■ Source excerpt:
>>>>>

Skip to main content

Accelerator Module and Trainer based on Accelerate library for simple distributed train processes, inspired by PyTorch Lightning.

Project description

AcceleratorModule

Module based on Accelerate 🤗 for distributed training accross multiple GPUs, with focus on readability and ease to customize experiments. We also integrate modified versions of DataCollators from Transformers library for huggingface standard tokenizers to integrate with different environments.

NOTE: Some features might not be tested and could cause problems. Feel free to open an issue or send a PR to fix any problem found.

AcceleratorModule will take care of the heavy lifting of distributed training on many GPUs. Accelerate is quite simple, and it has many adventages over PyTorch Lightning, mainly because it doesn't abstract the low level part of the training loop, so you can customize it however you want. The main idea of this little project is to have a standard way to make distributed training. This module let's you:

  • Define the logic involved for training.
  • Define the logic involved for evaluation.
  • Save checkpoints to recover training progress.
  • Save best model by evaluating best average validation loss at the end of every epoch.
  • Define the hyperparameters in a simple YAML file.
  • Visualize training progress using TensorBoard (train and validation losses in one graph).

<<<<<

Copy the stretch of the AcceleratorModule project description from "NOTE: Some features" through "involved for training." word for word.

■ Provided records:
>>>>>

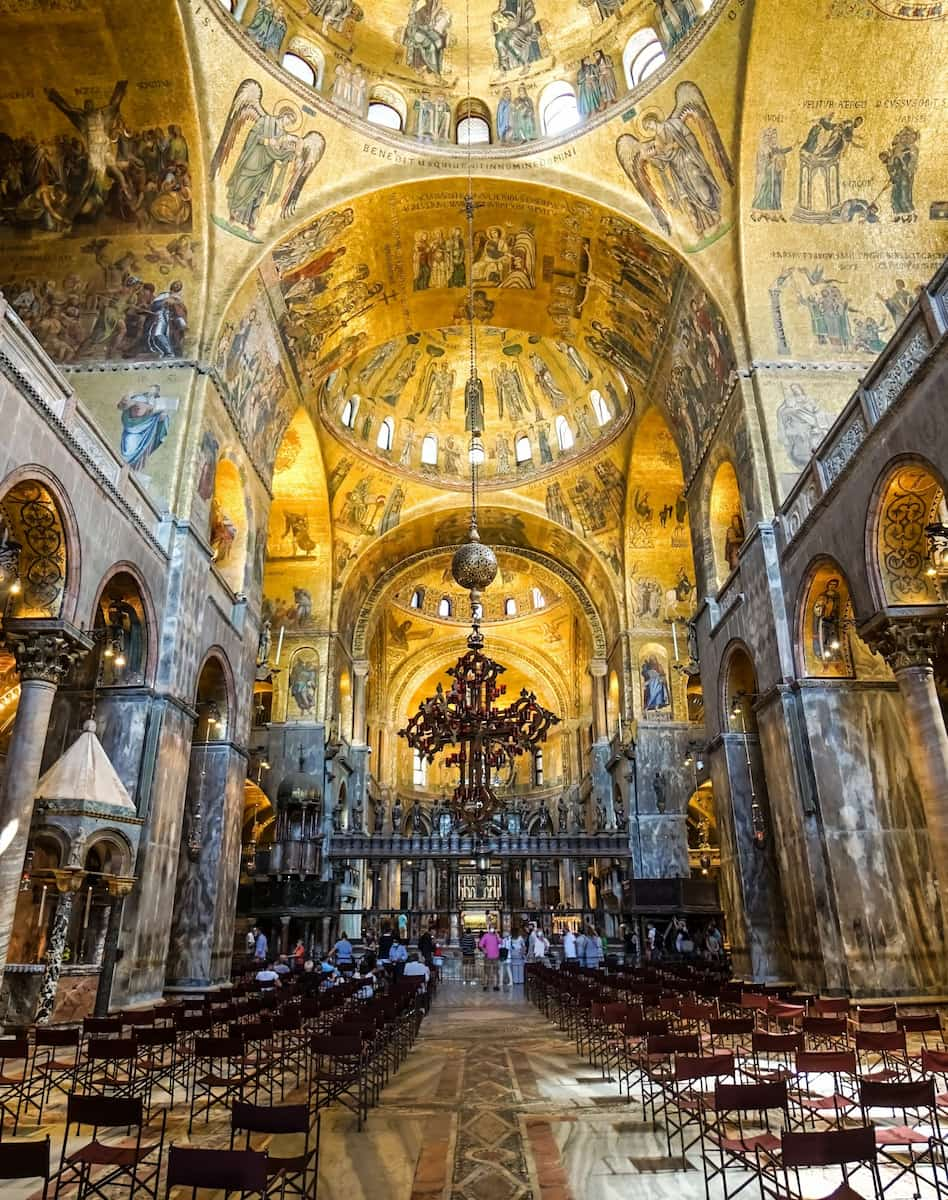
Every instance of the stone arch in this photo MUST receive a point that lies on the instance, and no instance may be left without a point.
(738, 688)
(100, 615)
(909, 495)
(39, 517)
(581, 593)
(726, 520)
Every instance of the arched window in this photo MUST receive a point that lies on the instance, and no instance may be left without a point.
(385, 435)
(600, 407)
(564, 433)
(642, 55)
(558, 111)
(379, 113)
(473, 131)
(300, 69)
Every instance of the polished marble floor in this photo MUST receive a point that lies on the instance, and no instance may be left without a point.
(491, 1104)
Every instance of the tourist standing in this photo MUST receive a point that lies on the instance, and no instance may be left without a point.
(490, 947)
(505, 960)
(517, 957)
(468, 957)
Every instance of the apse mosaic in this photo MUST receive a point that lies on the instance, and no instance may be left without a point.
(102, 166)
(413, 54)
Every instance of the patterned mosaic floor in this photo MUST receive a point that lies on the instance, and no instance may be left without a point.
(492, 1104)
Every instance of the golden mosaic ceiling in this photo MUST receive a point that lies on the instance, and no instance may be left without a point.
(402, 405)
(522, 591)
(423, 57)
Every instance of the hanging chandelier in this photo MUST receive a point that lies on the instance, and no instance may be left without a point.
(466, 715)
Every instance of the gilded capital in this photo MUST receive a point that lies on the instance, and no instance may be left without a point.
(909, 640)
(45, 651)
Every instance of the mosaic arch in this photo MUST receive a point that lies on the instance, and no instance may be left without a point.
(525, 565)
(412, 57)
(33, 521)
(910, 497)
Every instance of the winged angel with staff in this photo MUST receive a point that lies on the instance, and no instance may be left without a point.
(669, 165)
(271, 151)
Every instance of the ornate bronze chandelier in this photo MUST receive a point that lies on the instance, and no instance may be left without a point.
(467, 715)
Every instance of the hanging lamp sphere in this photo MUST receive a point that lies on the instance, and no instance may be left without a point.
(474, 565)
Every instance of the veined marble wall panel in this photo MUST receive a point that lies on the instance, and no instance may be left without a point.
(147, 921)
(203, 881)
(664, 787)
(876, 840)
(228, 867)
(753, 876)
(809, 900)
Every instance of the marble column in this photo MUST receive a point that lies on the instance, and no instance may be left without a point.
(598, 669)
(45, 652)
(360, 675)
(69, 882)
(119, 888)
(208, 868)
(910, 642)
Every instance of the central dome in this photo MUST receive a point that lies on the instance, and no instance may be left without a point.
(546, 402)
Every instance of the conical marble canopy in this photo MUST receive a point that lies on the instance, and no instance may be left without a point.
(84, 775)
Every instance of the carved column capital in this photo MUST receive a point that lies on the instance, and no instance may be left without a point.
(910, 639)
(45, 649)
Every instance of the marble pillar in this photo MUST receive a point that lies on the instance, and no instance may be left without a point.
(119, 888)
(750, 882)
(910, 642)
(208, 868)
(45, 651)
(360, 675)
(69, 882)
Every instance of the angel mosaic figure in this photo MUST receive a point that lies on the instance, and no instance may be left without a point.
(273, 160)
(669, 166)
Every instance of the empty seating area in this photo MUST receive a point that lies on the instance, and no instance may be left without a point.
(771, 1093)
(225, 1091)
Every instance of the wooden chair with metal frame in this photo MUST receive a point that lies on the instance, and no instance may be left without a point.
(221, 1171)
(96, 1164)
(295, 1173)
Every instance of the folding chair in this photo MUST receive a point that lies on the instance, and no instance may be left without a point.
(217, 1170)
(913, 1145)
(226, 1077)
(126, 1158)
(25, 1161)
(55, 1063)
(882, 1056)
(730, 1140)
(339, 1074)
(838, 1066)
(682, 1101)
(295, 1173)
(851, 1150)
(15, 1079)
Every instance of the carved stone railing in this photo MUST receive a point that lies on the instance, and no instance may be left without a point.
(455, 846)
(882, 389)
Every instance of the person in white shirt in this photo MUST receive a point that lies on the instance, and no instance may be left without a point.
(415, 969)
(268, 977)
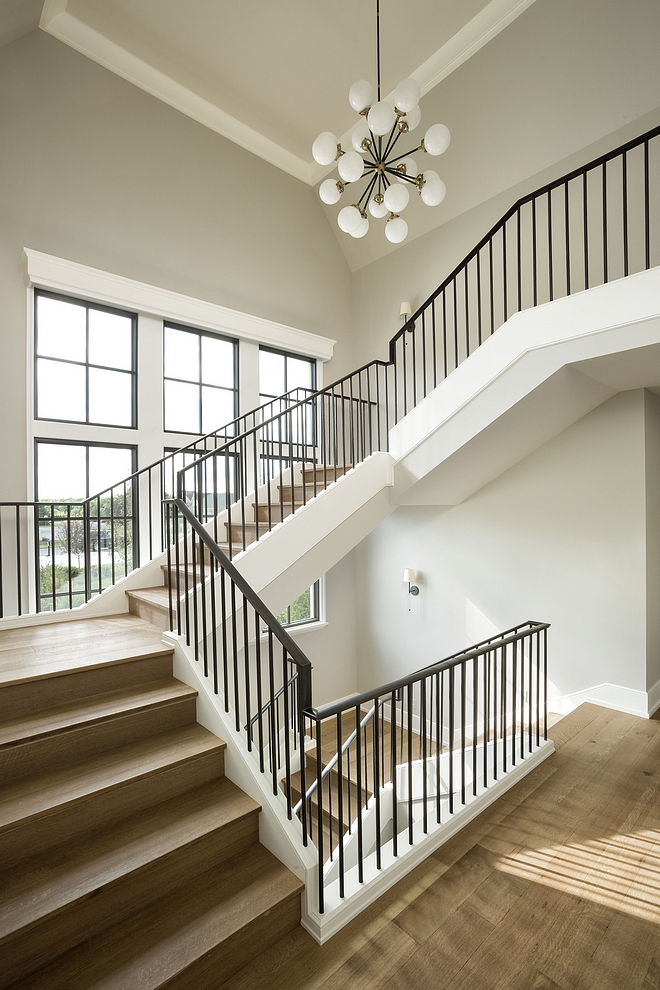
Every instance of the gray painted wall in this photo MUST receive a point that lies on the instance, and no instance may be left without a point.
(560, 537)
(94, 170)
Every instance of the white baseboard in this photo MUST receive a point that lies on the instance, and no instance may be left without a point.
(615, 696)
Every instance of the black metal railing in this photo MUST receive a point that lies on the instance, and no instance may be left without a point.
(59, 555)
(262, 677)
(373, 773)
(598, 223)
(275, 468)
(388, 765)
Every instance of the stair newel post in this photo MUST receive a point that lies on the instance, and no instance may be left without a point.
(376, 772)
(230, 496)
(450, 704)
(257, 674)
(246, 672)
(409, 725)
(438, 744)
(319, 809)
(545, 683)
(395, 802)
(358, 761)
(422, 743)
(234, 643)
(202, 598)
(340, 802)
(245, 486)
(167, 512)
(287, 724)
(271, 713)
(223, 619)
(177, 579)
(256, 479)
(195, 632)
(214, 626)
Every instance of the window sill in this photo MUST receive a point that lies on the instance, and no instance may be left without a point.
(304, 627)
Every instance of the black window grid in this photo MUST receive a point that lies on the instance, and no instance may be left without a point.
(86, 364)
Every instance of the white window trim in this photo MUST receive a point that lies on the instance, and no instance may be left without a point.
(153, 306)
(48, 272)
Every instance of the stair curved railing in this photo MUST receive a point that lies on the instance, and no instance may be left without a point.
(597, 223)
(108, 534)
(361, 786)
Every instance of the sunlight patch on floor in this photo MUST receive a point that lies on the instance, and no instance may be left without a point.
(621, 871)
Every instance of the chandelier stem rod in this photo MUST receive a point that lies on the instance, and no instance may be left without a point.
(401, 176)
(365, 195)
(390, 142)
(404, 155)
(378, 44)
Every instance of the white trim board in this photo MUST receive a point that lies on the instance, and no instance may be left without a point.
(614, 696)
(60, 275)
(57, 21)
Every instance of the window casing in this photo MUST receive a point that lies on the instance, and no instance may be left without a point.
(280, 372)
(304, 610)
(200, 381)
(85, 366)
(84, 542)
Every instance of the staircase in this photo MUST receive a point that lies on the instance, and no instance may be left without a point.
(128, 859)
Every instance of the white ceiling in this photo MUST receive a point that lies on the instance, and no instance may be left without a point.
(270, 76)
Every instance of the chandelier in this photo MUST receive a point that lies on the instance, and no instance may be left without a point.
(375, 154)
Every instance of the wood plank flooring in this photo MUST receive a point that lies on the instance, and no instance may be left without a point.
(554, 887)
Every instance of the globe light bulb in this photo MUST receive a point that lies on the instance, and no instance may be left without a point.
(396, 198)
(381, 118)
(413, 118)
(406, 95)
(378, 210)
(350, 166)
(330, 191)
(349, 219)
(396, 230)
(361, 228)
(324, 149)
(361, 95)
(360, 133)
(411, 169)
(433, 192)
(436, 139)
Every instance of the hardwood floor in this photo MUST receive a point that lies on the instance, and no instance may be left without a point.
(555, 887)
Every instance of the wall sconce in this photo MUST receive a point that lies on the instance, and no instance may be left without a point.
(409, 577)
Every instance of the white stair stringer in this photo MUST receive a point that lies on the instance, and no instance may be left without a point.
(540, 372)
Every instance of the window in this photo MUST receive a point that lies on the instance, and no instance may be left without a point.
(82, 547)
(85, 362)
(71, 472)
(280, 372)
(304, 609)
(212, 478)
(201, 392)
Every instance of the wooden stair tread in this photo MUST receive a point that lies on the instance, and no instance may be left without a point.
(69, 874)
(155, 596)
(41, 795)
(92, 710)
(174, 940)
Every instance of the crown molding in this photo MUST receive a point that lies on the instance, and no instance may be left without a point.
(55, 20)
(60, 275)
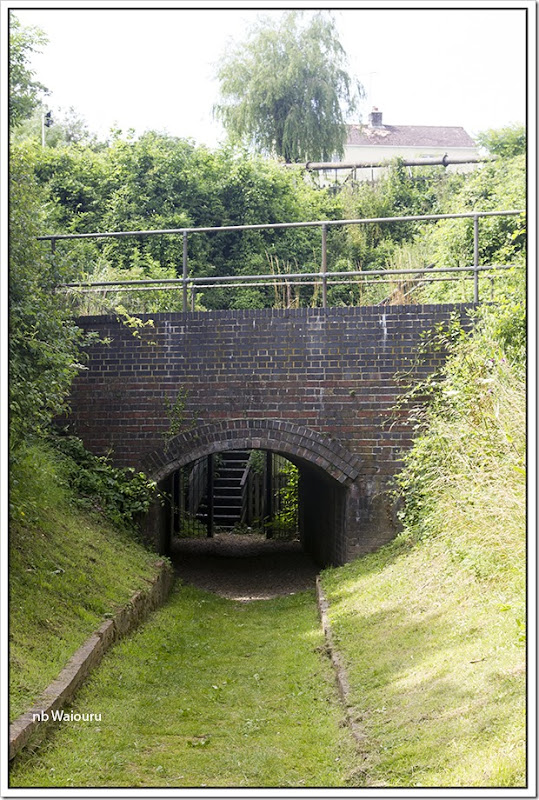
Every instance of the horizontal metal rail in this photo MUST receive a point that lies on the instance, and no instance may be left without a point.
(157, 283)
(279, 225)
(444, 161)
(323, 276)
(105, 290)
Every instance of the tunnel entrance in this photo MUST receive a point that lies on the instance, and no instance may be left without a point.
(262, 494)
(326, 476)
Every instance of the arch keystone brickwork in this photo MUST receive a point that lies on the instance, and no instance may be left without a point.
(317, 385)
(255, 434)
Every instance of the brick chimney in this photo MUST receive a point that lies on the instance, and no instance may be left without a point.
(375, 118)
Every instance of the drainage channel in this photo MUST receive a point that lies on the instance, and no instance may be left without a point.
(212, 691)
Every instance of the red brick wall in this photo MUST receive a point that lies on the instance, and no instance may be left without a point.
(329, 376)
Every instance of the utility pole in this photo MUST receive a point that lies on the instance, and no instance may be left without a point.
(46, 122)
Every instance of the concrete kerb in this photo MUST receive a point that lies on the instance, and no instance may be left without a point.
(64, 687)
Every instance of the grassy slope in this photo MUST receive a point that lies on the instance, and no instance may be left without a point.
(436, 666)
(210, 692)
(432, 626)
(67, 570)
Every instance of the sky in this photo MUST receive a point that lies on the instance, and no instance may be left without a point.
(149, 68)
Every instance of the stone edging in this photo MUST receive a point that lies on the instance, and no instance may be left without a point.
(63, 688)
(340, 670)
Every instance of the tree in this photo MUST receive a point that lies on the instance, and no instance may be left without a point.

<<<<<

■ The response:
NOTE: Some features might not be tested and could cause problems. Feel free to open an issue or send a PR to fix any problem found.

AcceleratorModule will take care of the heavy lifting of distributed training on many GPUs. Accelerate is quite simple, and it has many adventages over PyTorch Lightning, mainly because it doesn't abstract the low level part of the training loop, so you can customize it however you want. The main idea of this little project is to have a standard way to make distributed training. This module let's you:

  • Define the logic involved for training.